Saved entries
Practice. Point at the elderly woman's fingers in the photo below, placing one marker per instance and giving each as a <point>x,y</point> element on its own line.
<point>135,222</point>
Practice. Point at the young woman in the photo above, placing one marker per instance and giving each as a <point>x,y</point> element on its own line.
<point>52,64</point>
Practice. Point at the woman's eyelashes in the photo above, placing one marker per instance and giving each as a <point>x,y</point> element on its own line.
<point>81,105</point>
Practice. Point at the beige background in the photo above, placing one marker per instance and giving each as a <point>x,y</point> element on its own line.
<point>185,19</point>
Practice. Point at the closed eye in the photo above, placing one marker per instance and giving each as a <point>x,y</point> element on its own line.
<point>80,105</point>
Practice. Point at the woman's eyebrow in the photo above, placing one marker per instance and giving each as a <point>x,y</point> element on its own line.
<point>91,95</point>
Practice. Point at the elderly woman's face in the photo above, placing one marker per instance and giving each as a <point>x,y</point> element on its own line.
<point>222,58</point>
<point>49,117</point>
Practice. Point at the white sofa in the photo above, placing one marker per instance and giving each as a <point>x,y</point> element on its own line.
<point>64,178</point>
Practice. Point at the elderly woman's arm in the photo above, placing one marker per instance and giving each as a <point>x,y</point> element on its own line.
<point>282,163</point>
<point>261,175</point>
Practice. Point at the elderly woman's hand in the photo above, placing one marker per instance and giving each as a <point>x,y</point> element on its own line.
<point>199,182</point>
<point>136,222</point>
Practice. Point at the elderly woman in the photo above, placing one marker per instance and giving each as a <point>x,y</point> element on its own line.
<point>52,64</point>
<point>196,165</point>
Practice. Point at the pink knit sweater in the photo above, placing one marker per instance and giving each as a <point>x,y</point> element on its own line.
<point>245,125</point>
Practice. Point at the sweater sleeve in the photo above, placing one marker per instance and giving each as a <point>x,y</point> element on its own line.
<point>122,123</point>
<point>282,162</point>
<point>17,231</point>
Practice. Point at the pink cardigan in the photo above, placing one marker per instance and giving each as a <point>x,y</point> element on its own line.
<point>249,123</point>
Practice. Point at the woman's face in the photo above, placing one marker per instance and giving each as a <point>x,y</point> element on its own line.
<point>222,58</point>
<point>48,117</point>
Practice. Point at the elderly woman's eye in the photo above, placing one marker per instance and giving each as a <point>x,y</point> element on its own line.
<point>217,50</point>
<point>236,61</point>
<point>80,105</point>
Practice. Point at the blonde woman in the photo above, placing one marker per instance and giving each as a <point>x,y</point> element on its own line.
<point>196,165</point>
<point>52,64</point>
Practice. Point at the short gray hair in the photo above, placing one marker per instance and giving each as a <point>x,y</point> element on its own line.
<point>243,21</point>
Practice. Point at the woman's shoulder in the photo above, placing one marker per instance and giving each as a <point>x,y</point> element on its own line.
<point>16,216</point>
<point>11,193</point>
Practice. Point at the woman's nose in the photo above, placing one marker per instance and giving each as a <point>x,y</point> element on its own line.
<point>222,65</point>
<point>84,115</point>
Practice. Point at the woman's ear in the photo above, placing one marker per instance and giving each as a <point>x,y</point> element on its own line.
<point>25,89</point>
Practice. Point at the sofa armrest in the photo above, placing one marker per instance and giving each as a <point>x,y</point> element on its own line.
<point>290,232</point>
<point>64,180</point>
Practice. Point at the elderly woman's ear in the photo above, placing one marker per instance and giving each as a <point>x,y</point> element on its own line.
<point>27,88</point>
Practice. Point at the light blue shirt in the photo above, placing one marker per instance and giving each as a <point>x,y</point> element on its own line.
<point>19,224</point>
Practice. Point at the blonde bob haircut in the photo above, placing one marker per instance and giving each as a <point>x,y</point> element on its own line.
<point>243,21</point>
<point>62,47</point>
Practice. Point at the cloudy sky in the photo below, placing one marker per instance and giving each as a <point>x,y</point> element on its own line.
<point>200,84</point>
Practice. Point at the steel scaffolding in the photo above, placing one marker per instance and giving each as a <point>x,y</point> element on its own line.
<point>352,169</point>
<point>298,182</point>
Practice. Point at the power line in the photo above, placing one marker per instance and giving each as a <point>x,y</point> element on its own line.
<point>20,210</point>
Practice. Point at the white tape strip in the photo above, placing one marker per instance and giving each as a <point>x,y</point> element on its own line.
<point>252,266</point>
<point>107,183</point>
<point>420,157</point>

What is needed.
All of the data above should be duplicated exactly.

Your solution.
Practice. Point at the elderly woman's fingers in the photo below, placing one marker per instance and giving each as a <point>x,y</point> element on its own line.
<point>135,222</point>
Practice. Point at the young woman in the photo above, placing one marker per instance and giving each as a <point>x,y</point> element on its own line.
<point>52,64</point>
Practice. Point at the woman's eyelashes in the photo above, placing one marker per instance and giving each as a <point>x,y</point> element on its own line.
<point>81,105</point>
Practice. Point at the beige background in the photo above, placing one marker per instance and giving each as a <point>x,y</point> element on its own line.
<point>185,19</point>
Practice. Point at the closed eye in the photo above, placing one marker per instance and giving each as a <point>x,y</point> element on its own line.
<point>80,105</point>
Practice. Point at the woman's eyebrow in the photo above, placing one marker per instance and giving each as a <point>x,y</point> element on its own line.
<point>91,95</point>
Practice. Point at the elderly woman's face in the photo above, placing one marker per instance and giving each as a <point>x,y</point> element on its own line.
<point>222,58</point>
<point>49,117</point>
Practice. Point at the white sofa in the photo above, placing one marker per instance and giving each as a <point>x,y</point> element on its own line.
<point>64,178</point>
Practice. Point at the elderly woman's arm in the photo above, placing one marker per instance and giving each as a <point>x,y</point> element on its own line.
<point>282,163</point>
<point>261,175</point>
Practice. Point at the elderly woman's hand in the photo above, placing one marker per instance and giving each as a <point>x,y</point> element on its own line.
<point>199,182</point>
<point>136,222</point>
Practice. Point at the elderly woman in the photo above, placing one marker per instance and giving each as a <point>x,y</point> element on its own line.
<point>52,64</point>
<point>196,165</point>
Practice. Point at the pink knit sweater in the photo above, placing one marker per instance and giving each as a <point>x,y</point> element on its own line.
<point>245,125</point>
Practice. Point at the sweater sleeve in the photo above, placing one marker per instance and giving each as a <point>x,y</point> element on its own line.
<point>122,123</point>
<point>282,162</point>
<point>17,231</point>
Practice. Point at the pink cardigan in the photo above, placing one marker per instance and giving each as a <point>x,y</point> element on its own line.
<point>249,123</point>
Practice. Point at the woman's face in the photo above, placing one marker per instance and giving each as a <point>x,y</point> element on its own line.
<point>222,58</point>
<point>48,117</point>
Practice. Point at the elderly woman's eye in the photo above, placing one marker per instance and giving each as a <point>x,y</point> element on its own line.
<point>217,50</point>
<point>236,61</point>
<point>80,105</point>
Practice. Point at the blonde woman in the photo above, placing one marker per instance and giving each as a <point>x,y</point> element on its own line.
<point>196,165</point>
<point>52,64</point>
Practice. Point at the short gray hair in the photo above, placing one marker per instance and giving each as a <point>x,y</point> element on its own line.
<point>243,21</point>
Practice. Point at the woman's shoulder in the photo above, placing one marker per instance and giving each as a <point>x,y</point> element on its own line.
<point>16,216</point>
<point>11,193</point>
Practice. Point at the woman's nose in the photo above, placing one marker per instance and giving each as a <point>x,y</point> element on its own line.
<point>222,65</point>
<point>84,115</point>
Practice. Point at the woman's ear in the photo above, placing one marker per instance and giving each as a <point>x,y</point> element on its own line.
<point>25,89</point>
Practice. Point at the sofa armrest in the photo above, placing one marker per instance and giving each as a <point>x,y</point> element on its own line.
<point>290,232</point>
<point>64,180</point>
Practice. Point at the elderly woman's ear in the photo above, placing one marker per instance and giving each as a <point>x,y</point> element on its own line.
<point>27,88</point>
Practice. Point at the light blue shirt in the photo above, placing one marker per instance and giving each as a <point>x,y</point> element on its own line.
<point>19,224</point>
Practice. Point at the blonde bob haircut in the photo above, placing one marker per instance and giving each as a <point>x,y</point> element on its own line.
<point>243,21</point>
<point>62,47</point>
Practice. Point at the cloudy sky in the photo below, placing one marker per instance and giving each as a <point>x,y</point> element on its own line.
<point>200,84</point>
Practice. Point at the steel scaffolding in the photo above, placing one marker per instance and giving each as a <point>x,y</point> element on its own line.
<point>352,169</point>
<point>298,182</point>
Practice. Point at the power line in the photo above, placing one marker per instance and giving each as a <point>x,y</point> element on its own line.
<point>20,210</point>
Practice. Point at the white tape strip in the photo above, placing one marker per instance and giving each as a <point>x,y</point> element on its own line.
<point>252,266</point>
<point>107,183</point>
<point>420,157</point>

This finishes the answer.